─── Material provided ───

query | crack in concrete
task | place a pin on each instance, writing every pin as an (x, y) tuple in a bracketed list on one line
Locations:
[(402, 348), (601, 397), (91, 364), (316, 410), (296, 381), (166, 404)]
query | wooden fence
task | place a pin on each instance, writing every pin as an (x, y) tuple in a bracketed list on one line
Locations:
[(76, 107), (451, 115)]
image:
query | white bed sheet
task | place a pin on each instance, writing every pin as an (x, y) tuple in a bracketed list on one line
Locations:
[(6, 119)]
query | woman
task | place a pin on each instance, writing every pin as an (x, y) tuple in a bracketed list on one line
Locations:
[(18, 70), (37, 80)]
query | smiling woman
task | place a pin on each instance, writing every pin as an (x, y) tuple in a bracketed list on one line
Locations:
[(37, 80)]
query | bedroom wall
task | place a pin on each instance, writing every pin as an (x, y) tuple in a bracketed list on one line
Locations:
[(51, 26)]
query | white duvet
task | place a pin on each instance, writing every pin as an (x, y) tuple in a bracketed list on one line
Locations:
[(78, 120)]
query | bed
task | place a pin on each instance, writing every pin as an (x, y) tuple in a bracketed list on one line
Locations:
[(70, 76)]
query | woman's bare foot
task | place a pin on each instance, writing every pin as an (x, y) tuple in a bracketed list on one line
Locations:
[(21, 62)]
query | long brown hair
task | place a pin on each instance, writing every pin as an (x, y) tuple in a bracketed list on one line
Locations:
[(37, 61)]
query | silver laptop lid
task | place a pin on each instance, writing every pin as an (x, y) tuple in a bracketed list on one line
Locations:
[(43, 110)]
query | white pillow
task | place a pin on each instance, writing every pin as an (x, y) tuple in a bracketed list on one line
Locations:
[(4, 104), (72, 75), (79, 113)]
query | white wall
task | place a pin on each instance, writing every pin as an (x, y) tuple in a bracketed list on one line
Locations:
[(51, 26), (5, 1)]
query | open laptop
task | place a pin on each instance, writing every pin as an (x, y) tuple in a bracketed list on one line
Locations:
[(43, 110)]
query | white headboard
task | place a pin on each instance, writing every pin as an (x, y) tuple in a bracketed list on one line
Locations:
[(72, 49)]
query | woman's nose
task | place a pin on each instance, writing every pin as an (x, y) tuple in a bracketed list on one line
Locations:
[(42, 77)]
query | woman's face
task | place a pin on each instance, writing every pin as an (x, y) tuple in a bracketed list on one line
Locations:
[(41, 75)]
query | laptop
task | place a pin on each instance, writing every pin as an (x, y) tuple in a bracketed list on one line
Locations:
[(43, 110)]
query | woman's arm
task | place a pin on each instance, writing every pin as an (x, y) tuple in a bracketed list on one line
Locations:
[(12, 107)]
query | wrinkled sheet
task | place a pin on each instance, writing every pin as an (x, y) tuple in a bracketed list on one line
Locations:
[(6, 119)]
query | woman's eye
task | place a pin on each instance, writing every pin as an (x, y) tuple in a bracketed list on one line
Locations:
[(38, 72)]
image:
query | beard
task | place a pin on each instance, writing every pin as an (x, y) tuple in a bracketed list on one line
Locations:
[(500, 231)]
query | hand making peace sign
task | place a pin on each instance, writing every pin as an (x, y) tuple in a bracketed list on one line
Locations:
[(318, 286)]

───

**Requirements**
Reproduce the data above, swapping each occurrence of "Locations" for "Coordinates" and keeping everything else identical.

**Complete output**
query | crack in concrete
task | place a pin on each instance, writing every pin as an (x, y) tuple in a bracketed list on one line
Coordinates:
[(402, 348), (601, 397), (91, 364), (316, 410), (296, 381), (166, 404)]
query | wooden fence
task | place a pin on each instance, writing every pin as an (x, y) tuple in a bracketed list on one line
Coordinates:
[(76, 107), (451, 115)]
image:
query | white bed sheet
task | place a pin on each instance, writing every pin as an (x, y) tuple in a bracketed list on one line
Coordinates:
[(6, 119)]
query | woman
task | place a pin on each instance, writing every pin as an (x, y) tuple in a bracketed list on one line
Coordinates:
[(18, 70), (37, 80)]
query | smiling woman
task | place a pin on each instance, writing every pin as an (x, y) tuple in a bracketed list on one line
Coordinates:
[(37, 80)]
query | bedroom wall
task | place a pin on each instance, writing every pin as an (x, y) tuple in a bracketed list on one line
Coordinates:
[(51, 26)]
query | white duvet
task | place a pin on each instance, writing every pin as an (x, y) tuple in a bracketed list on one line
Coordinates:
[(78, 120)]
query | bed
task | place a pin on each instance, writing every pin as an (x, y) tuple in a bracketed list on one line
Coordinates:
[(70, 76)]
query | woman's bare foot
task | place a pin on each instance, writing every pin as an (x, y) tuple in a bracketed list on one line
Coordinates:
[(21, 62)]
query | long brown hair
task | place a pin on each instance, writing every pin as an (x, y) tuple in a bracketed list on one line
Coordinates:
[(37, 61)]
query | silver laptop lid
task | place a pin on each instance, writing every pin as an (x, y) tuple in a bracketed list on one line
Coordinates:
[(43, 110)]
query | white pillow
task | place a pin on each instance, writing every pin as an (x, y) tuple in a bracketed list on one line
Coordinates:
[(4, 104), (72, 75), (79, 113)]
query | white wall
task | place a pin on each instance, writing every pin as an (x, y) tuple in a bracketed list on one line
Coordinates:
[(51, 26), (5, 1)]
query | open laptop
task | place a pin on each instance, writing every pin as an (x, y) tuple in a bracketed list on one line
Coordinates:
[(43, 110)]
query | white headboard
task | place a pin on each instance, writing every pin as an (x, y) tuple in a bracketed list on one line
Coordinates:
[(72, 49)]
query | woman's nose
task | place a pin on each instance, writing every pin as an (x, y) tuple in a bracketed list on one line
Coordinates:
[(42, 77)]
query | woman's face
task | place a pin on each instance, writing every pin as an (x, y) tuple in a bracketed list on one line
Coordinates:
[(41, 75)]
query | laptop
task | place a pin on each instance, writing every pin as an (x, y) tuple in a bracketed list on one line
Coordinates:
[(43, 110)]
query | woman's arm
task | place a pin on each instance, writing every pin as an (x, y) tuple in a bracketed list on one line
Coordinates:
[(12, 107)]
query | wrinkled sheet
task | place a pin on each instance, writing every pin as an (x, y) tuple in a bracketed list on one line
Coordinates:
[(6, 119)]
query | woman's eye
task | place a pin on each instance, writing every pin as an (x, y) tuple in a bracketed list on one line
Coordinates:
[(38, 72)]
image:
query | beard
task | place a pin on each instance, writing every pin as an (x, y) tuple in a bracketed list on one line
Coordinates:
[(500, 231)]
query | hand making peace sign
task | place a pin on each instance, writing every pin as an (x, y) tuple in a bracketed list on one line
Coordinates:
[(318, 286)]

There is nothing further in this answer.